El deseo de realidad

Miguel Casado

En un mundo saturado de discursos, sin límites precisos con lo virtual, la realidad aparece cada vez más como aquello que nos falta, la carencia en cuyo seno discurren los días. Así, el deseo de realidad viene a ser una forma de utopía, un poner la vida en tensión para mantenerla viva. ¿Cómo se formularía una poética atravesada por ese impulso?, ¿de qué manera permanecería en movimiento continuo, sin consentir que su práctica cristalice en ley?, ¿cómo la lengua podría ir, en el poema, contra su propia naturaleza de código y hacerse materia de este deseo?

 

 

Estas siete líneas serían un planeamiento de la cuestión que el título enuncia, pero contienen sobre todo preguntas. En sentido estricto, diría que no puedo pasar de ahí, llegar más allá –aun extendiéndome en las consideraciones implicadas en ellas–. Y, por supuesto, no puedo responderlas. Incluso me digo que quizá sea mejor así, que así debería ser siempre: pensar solo hasta producir preguntas, evitar los gestos con voluntad terminal.

 

Alguna vez he descrito esta actitud como una práctica del quizá; se trataría de elogiar la duda no como algo que toca sobre todo al conocimiento, sino más bien relativo a la moral; algo que impida la coagulación de fijezas, de creencias dogmáticas e inamovibles. El quizá parece dirigirse especialmente contra los mitos del yo, contra sus emboscadas. Porque el error no es sino lo verdadero cuando ya el tiempo le ha pasado por encima. 

 

Uno de nuestros clásicos modernos, Luis Cernuda, tituló La realidad y el deseo las sucesivas recopilaciones, cada vez ampliadas, de su poesía. Era una seña de identidad romántica: cifrar la vida, y la obra entera, en el continuo choque entre la realidad y el horizonte, el deseo, que siempre resultaba cegado, negado, destruido por aquella.

 

Es obvio que la fórmula deseo de realidad, que a fuerza de usarla he ido haciendo mía, surge en la matriz de este título. Pero aquí la realidad ya no es la negación o el contrario del deseo, sino su contenido: se ha identificado con él. Y enfrente, en estas décadas del fin y el principio de siglo, queda algo como el vacío; la realidad, en efecto, aparece cada vez más como lo que nos falta, sería la carencia en cuyo seno discurren los días.

(Entradas de señalamiento y etiquetado)
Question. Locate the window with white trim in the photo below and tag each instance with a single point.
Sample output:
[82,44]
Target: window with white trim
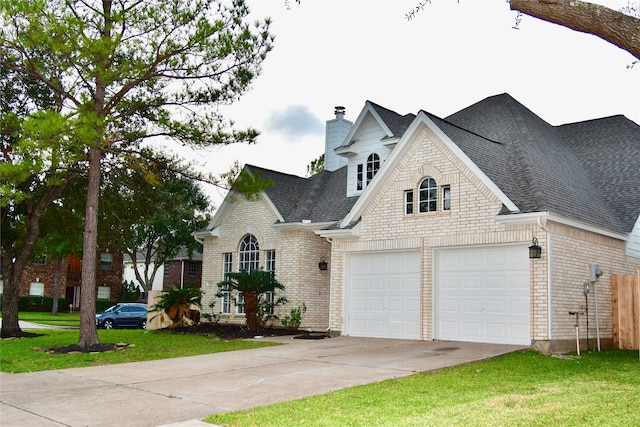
[106,261]
[36,289]
[249,253]
[408,202]
[373,166]
[446,197]
[104,292]
[227,262]
[270,266]
[248,259]
[428,195]
[39,259]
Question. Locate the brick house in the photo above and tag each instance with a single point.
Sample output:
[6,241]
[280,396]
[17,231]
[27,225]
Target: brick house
[426,226]
[38,277]
[183,269]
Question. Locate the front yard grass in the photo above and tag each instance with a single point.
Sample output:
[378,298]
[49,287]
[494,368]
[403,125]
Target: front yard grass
[518,389]
[61,319]
[21,355]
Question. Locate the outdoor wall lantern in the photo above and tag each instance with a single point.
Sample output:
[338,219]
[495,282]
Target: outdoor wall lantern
[535,251]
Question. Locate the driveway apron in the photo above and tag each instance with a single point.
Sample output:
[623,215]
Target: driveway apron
[170,391]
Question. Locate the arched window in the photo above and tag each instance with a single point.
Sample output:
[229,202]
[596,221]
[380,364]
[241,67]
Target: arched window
[373,166]
[428,195]
[249,253]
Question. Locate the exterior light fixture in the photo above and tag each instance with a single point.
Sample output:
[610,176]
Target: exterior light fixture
[535,251]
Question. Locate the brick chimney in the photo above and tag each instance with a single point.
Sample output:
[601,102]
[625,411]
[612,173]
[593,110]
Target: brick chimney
[337,130]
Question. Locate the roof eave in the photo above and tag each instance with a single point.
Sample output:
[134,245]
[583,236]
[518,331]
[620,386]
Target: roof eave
[303,225]
[533,217]
[340,233]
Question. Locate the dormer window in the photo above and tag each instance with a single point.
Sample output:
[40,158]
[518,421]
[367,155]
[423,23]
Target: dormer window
[373,166]
[428,195]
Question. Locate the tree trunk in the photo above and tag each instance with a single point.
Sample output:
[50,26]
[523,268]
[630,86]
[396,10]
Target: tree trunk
[56,287]
[611,25]
[88,330]
[250,307]
[10,324]
[15,263]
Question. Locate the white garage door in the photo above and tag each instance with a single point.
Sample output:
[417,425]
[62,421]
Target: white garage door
[383,295]
[482,295]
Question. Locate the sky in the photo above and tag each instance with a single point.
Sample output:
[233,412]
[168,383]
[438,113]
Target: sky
[452,54]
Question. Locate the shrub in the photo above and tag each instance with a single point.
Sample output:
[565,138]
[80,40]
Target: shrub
[293,320]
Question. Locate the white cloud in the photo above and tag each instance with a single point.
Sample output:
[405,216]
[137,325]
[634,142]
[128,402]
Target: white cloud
[294,121]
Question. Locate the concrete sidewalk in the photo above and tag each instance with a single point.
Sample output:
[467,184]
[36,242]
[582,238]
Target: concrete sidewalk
[184,390]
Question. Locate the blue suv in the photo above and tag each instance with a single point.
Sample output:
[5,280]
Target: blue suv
[124,314]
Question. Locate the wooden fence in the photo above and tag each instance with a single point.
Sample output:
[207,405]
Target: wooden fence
[626,311]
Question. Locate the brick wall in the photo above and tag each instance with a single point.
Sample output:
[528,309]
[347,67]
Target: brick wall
[567,253]
[297,255]
[179,273]
[70,277]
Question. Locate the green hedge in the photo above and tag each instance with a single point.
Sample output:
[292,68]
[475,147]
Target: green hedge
[45,304]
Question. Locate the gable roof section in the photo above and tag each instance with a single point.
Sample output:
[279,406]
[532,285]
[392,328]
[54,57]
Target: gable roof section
[319,198]
[393,124]
[547,167]
[609,151]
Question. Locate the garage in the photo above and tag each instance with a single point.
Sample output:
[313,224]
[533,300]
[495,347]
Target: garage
[482,295]
[383,295]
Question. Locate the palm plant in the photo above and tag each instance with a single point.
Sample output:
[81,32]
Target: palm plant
[253,285]
[177,302]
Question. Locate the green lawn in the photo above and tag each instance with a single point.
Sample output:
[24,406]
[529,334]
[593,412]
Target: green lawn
[21,355]
[519,389]
[61,319]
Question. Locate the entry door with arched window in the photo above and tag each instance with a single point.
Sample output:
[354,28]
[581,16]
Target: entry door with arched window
[248,259]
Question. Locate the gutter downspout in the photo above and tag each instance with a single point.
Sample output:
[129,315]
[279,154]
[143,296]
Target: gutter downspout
[181,273]
[546,230]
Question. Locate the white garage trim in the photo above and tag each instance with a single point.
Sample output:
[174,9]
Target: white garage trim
[382,295]
[482,294]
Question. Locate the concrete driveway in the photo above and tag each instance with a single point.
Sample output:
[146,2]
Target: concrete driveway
[184,390]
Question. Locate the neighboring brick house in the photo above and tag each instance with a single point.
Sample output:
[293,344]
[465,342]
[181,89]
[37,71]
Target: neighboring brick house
[426,225]
[183,269]
[38,277]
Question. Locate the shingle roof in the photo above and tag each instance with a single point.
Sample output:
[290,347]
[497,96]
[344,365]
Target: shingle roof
[585,171]
[319,198]
[396,123]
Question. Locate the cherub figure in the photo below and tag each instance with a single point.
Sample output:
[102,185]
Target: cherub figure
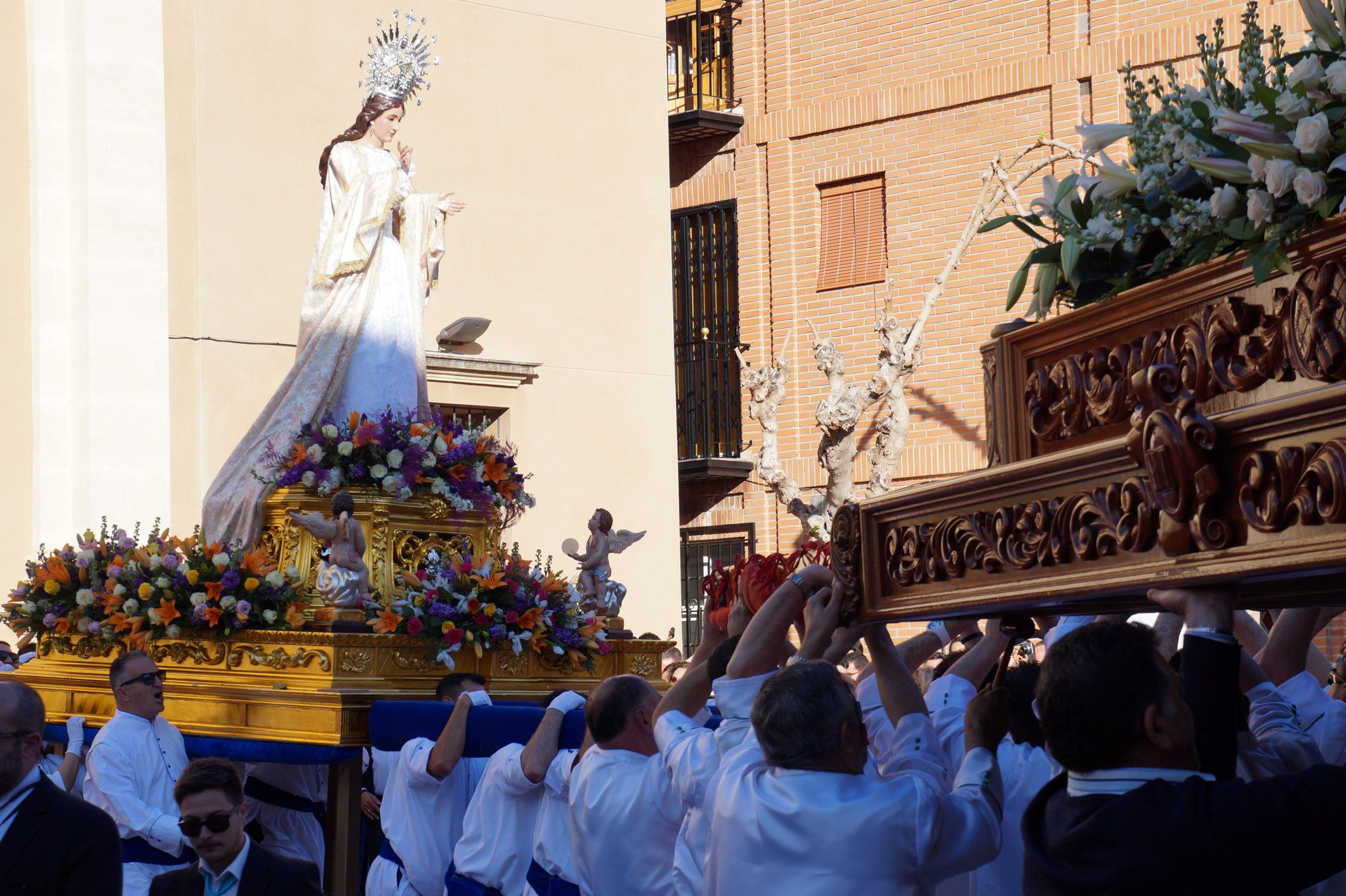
[595,574]
[344,577]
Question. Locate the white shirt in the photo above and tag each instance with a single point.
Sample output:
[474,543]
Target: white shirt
[788,830]
[236,869]
[423,816]
[134,764]
[691,755]
[1024,770]
[497,843]
[625,817]
[11,802]
[552,832]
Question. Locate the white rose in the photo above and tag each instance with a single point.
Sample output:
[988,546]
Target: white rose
[1280,177]
[1312,134]
[1224,201]
[1260,206]
[1291,106]
[1307,70]
[1257,166]
[1310,186]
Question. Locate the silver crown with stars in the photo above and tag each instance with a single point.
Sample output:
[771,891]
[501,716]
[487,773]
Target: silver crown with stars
[399,58]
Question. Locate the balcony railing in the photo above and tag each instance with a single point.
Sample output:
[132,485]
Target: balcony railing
[700,69]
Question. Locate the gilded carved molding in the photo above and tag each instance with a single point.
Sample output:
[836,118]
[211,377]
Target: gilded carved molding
[1226,346]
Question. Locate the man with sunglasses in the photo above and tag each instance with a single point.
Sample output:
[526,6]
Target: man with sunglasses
[210,798]
[50,843]
[132,767]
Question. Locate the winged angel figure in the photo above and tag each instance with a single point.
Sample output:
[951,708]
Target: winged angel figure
[344,577]
[595,574]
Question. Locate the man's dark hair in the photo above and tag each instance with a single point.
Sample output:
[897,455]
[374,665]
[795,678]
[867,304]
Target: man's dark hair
[344,503]
[612,704]
[1093,690]
[1022,681]
[30,716]
[800,710]
[209,774]
[120,664]
[451,685]
[719,662]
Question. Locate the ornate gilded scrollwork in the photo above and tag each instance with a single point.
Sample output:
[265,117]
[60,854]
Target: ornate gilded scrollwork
[1306,484]
[356,661]
[278,659]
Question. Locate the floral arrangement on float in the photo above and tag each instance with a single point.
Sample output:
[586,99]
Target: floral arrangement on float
[404,455]
[1213,170]
[115,586]
[504,603]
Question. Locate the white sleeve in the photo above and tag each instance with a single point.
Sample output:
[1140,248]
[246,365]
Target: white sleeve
[110,770]
[959,830]
[689,755]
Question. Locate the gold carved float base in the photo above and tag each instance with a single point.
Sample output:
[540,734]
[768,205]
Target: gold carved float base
[303,686]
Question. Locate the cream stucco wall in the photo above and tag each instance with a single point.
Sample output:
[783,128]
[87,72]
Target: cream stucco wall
[547,119]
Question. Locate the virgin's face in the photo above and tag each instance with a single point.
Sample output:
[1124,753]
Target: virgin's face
[386,127]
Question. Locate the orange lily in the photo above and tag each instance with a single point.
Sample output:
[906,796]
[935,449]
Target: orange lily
[167,611]
[387,622]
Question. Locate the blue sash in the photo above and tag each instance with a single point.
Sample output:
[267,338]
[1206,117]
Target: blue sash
[265,793]
[137,849]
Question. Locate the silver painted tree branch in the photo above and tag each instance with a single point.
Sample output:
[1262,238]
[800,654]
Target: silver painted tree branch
[901,353]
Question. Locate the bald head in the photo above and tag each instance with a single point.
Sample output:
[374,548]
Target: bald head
[620,715]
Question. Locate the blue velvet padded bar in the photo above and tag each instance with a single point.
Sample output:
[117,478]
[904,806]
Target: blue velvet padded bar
[392,722]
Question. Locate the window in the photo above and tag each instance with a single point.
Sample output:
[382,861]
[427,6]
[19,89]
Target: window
[853,248]
[703,548]
[706,331]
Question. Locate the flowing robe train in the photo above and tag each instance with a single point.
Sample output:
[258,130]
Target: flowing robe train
[357,267]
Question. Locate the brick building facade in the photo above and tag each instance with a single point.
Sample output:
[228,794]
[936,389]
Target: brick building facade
[917,96]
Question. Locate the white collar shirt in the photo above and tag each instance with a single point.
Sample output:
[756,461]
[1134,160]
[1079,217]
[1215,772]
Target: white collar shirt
[134,764]
[11,802]
[691,755]
[788,830]
[497,843]
[423,816]
[227,881]
[625,818]
[552,830]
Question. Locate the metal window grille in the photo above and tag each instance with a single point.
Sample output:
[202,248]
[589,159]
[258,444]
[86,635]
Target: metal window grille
[703,548]
[706,326]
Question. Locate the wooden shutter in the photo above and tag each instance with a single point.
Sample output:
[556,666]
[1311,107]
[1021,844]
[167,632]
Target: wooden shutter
[853,245]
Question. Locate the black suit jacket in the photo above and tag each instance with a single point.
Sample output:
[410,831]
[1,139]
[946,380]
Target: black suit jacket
[265,873]
[58,845]
[1273,836]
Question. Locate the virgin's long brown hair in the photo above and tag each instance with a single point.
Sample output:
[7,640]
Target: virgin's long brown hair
[375,106]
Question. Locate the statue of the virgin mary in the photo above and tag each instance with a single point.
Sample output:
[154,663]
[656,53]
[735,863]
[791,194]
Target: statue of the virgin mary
[376,260]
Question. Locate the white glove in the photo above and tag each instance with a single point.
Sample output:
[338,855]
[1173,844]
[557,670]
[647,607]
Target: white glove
[74,731]
[565,703]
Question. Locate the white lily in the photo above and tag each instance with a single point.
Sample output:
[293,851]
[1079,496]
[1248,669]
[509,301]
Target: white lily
[1100,136]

Tareas por realizar
a. Transcriba el fragmento del ensayo sobre el deseo de realidad que comienza en las palabras "Alguna vez he" y termina tras las palabras "pasado por encima.".
b. Extraiga cada línea de las entradas que contenga la cadena "arrangement", distinguiendo entre mayúsculas y minúsculas.

Resultados en orden
a.
Alguna vez he descrito esta actitud como una práctica del quizá; se trataría de elogiar la duda no como algo que toca sobre todo al conocimiento, sino más bien relativo a la moral; algo que impida la coagulación de fijezas, de creencias dogmáticas e inamovibles. El quizá parece dirigirse especialmente contra los mitos del yo, contra sus emboscadas. Porque el error no es sino lo verdadero cuando ya el tiempo le ha pasado por encima.

b.
Question. Locate the floral arrangement on float in the photo above and tag each instance with a single point.
Target: floral arrangement on float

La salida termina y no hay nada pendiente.